■ **TASK PROMPT**: Find where "the rose bush." occurs in the data below, and retype that line and every later line exactly.
##########
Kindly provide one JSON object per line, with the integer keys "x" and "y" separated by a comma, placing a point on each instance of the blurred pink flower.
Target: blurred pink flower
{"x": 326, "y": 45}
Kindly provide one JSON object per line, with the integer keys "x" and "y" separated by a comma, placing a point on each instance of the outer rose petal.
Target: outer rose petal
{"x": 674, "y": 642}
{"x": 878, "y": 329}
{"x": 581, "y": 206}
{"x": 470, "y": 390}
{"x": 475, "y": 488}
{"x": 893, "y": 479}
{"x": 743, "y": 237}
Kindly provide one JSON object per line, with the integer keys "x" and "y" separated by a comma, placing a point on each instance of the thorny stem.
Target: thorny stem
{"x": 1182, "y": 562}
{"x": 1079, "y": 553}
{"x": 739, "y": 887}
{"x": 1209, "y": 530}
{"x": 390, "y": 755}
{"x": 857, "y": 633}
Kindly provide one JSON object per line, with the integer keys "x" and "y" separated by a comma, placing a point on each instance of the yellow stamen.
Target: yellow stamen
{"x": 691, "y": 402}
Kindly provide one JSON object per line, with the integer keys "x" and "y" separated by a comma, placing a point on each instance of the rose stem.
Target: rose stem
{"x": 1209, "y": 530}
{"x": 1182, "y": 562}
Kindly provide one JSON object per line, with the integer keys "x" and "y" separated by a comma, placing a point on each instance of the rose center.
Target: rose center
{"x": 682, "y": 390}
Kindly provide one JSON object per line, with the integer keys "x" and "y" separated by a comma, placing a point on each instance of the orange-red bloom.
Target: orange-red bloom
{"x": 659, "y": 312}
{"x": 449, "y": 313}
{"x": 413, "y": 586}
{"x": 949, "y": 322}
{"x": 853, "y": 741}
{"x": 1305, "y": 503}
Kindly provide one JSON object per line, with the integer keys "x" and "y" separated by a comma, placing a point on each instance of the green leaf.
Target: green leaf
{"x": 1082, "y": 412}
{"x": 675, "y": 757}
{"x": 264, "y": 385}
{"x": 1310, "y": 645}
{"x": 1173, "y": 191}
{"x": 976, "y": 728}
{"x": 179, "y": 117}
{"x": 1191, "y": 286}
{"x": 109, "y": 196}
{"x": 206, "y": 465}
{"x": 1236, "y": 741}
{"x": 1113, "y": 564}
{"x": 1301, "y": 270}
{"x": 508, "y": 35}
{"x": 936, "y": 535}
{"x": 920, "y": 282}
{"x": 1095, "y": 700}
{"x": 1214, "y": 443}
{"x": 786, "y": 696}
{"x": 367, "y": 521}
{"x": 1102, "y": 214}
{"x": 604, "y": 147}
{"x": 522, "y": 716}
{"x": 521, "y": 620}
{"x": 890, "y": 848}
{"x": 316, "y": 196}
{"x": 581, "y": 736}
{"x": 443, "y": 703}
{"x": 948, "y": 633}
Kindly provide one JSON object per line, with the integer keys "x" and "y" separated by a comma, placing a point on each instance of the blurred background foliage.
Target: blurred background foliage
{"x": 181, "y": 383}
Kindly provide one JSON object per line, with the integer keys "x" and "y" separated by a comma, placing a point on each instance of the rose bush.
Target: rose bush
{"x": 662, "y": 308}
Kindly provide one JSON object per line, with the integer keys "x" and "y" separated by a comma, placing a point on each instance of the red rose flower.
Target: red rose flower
##########
■ **SOLUTION FOR THIS TASK**:
Kindly provide one JSON object per line, with the integer keys "x" and "y" separated by a comma, placing a point on each instance of the rose bush.
Target: rose bush
{"x": 662, "y": 308}
Kindly provide one JSON object per line, with the integer keys "x" and "y" separated by a comma, placing a point on each instance of the red rose flower.
Target: red rose flower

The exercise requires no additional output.